[Region labeling records]

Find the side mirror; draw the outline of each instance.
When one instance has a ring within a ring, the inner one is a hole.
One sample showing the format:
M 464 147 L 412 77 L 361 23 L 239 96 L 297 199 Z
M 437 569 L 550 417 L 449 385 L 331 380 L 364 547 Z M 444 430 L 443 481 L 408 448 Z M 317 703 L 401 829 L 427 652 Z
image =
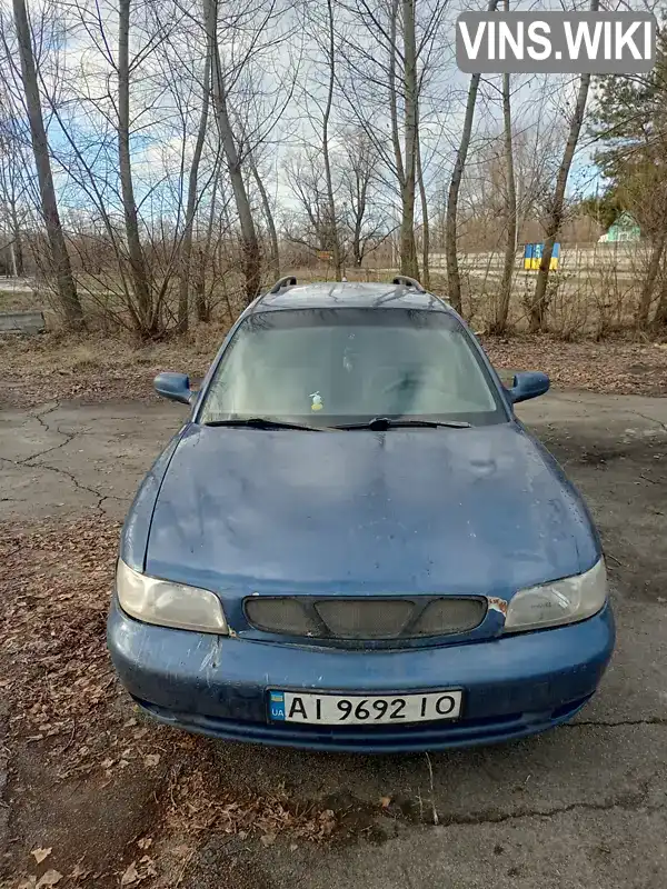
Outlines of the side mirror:
M 189 404 L 193 394 L 190 389 L 190 378 L 187 373 L 163 371 L 158 373 L 153 380 L 153 386 L 156 392 L 162 398 L 168 398 L 170 401 L 181 401 L 183 404 Z
M 508 389 L 509 397 L 516 404 L 517 401 L 528 401 L 529 398 L 544 396 L 549 388 L 549 378 L 539 370 L 528 370 L 524 373 L 516 373 L 511 389 Z

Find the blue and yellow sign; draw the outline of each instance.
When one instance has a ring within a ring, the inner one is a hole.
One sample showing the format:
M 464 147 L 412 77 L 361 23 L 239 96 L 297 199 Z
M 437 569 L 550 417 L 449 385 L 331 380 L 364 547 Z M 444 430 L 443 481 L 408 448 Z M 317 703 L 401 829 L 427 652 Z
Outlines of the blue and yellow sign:
M 542 254 L 544 243 L 527 243 L 524 248 L 524 268 L 537 271 L 539 269 L 539 263 L 541 262 L 541 254 Z M 551 253 L 551 262 L 549 263 L 550 269 L 558 268 L 558 260 L 560 259 L 560 244 L 554 244 L 554 252 Z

■ Problem to work on: Reproduce every line of the records above word for word, leaving out the pictures.

■ Output of the task:
Find the side mirror; draw the outline of each instance.
When one instance has a ring within a ring, the inner one is a hole.
One sample showing the format:
M 464 147 L 412 77 L 361 23 L 239 96 L 297 199 Z
M 437 569 L 550 417 L 449 385 L 331 380 L 364 547 Z M 444 430 L 443 481 L 408 448 Z M 317 703 L 401 829 L 427 652 Z
image =
Outlines of the side mirror:
M 189 404 L 193 394 L 190 389 L 190 378 L 187 373 L 163 371 L 158 373 L 153 380 L 153 386 L 156 392 L 162 398 L 168 398 L 170 401 L 181 401 L 183 404 Z
M 508 389 L 509 397 L 516 404 L 517 401 L 528 401 L 529 398 L 544 396 L 549 388 L 549 378 L 539 370 L 528 370 L 524 373 L 516 373 L 511 389 Z

Find the blue and yellow sign; draw the outline of each instance.
When one instance has a ring within a ring, the inner one is a hole.
One sample showing the format:
M 464 147 L 412 77 L 361 23 L 239 96 L 297 199 Z
M 437 569 L 550 417 L 449 385 L 331 380 L 364 547 Z M 444 430 L 443 481 L 408 448 Z M 317 703 L 401 829 L 427 652 Z
Outlines of the blue and yellow sign:
M 542 254 L 544 243 L 527 243 L 524 248 L 524 268 L 537 271 L 539 269 L 539 263 L 541 262 L 541 254 Z M 551 253 L 551 262 L 549 263 L 550 269 L 558 268 L 558 260 L 560 259 L 560 244 L 554 244 L 554 252 Z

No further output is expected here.